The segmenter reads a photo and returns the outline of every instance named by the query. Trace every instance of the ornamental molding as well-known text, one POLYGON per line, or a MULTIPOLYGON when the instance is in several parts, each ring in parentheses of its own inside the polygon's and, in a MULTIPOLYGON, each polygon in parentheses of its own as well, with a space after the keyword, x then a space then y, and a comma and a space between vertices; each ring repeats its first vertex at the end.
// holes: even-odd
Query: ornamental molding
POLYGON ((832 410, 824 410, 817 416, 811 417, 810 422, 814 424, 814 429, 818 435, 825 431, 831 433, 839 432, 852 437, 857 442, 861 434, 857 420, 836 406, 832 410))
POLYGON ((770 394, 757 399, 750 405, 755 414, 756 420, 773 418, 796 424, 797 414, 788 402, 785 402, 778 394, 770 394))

######

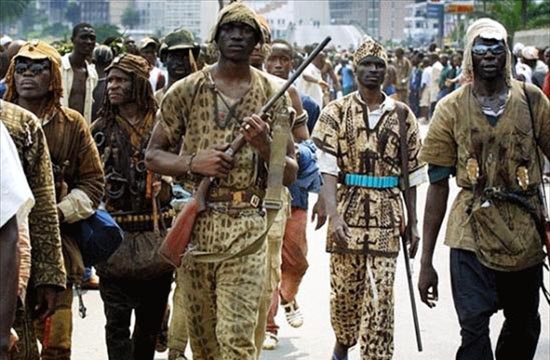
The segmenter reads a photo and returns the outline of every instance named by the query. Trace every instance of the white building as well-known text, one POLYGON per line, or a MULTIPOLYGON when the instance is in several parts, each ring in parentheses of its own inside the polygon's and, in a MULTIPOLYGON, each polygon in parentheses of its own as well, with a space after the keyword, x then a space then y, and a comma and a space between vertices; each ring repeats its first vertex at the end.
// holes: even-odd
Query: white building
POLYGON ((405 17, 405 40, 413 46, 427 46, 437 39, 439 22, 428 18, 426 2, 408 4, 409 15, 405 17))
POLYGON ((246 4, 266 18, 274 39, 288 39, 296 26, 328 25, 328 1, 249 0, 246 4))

######

__Requisitos del ejercicio__
Reescribe como tabla Markdown las líneas de los datos que van desde la que contiene "of the ornamental" hasta la que contiene "POLYGON ((770 394, 757", ambas incluidas, omitiendo las líneas en blanco. Usa dos columnas: "n" para el número de fila y "Línea" para el texto de cada línea.

__Resultado obtenido__
| n | Línea |
|---|---|
| 1 | The segmenter reads a photo and returns the outline of every instance named by the query. Trace every instance of the ornamental molding as well-known text, one POLYGON per line, or a MULTIPOLYGON when the instance is in several parts, each ring in parentheses of its own inside the polygon's and, in a MULTIPOLYGON, each polygon in parentheses of its own as well, with a space after the keyword, x then a space then y, and a comma and a space between vertices; each ring repeats its first vertex at the end. |
| 2 | // holes: even-odd |
| 3 | Query: ornamental molding |
| 4 | POLYGON ((832 410, 824 410, 817 416, 811 417, 810 422, 814 424, 814 429, 818 435, 825 431, 831 433, 839 432, 852 437, 857 442, 861 434, 857 420, 836 406, 832 410)) |
| 5 | POLYGON ((770 394, 757 399, 750 405, 755 414, 756 420, 773 418, 796 424, 797 414, 788 402, 785 402, 778 394, 770 394)) |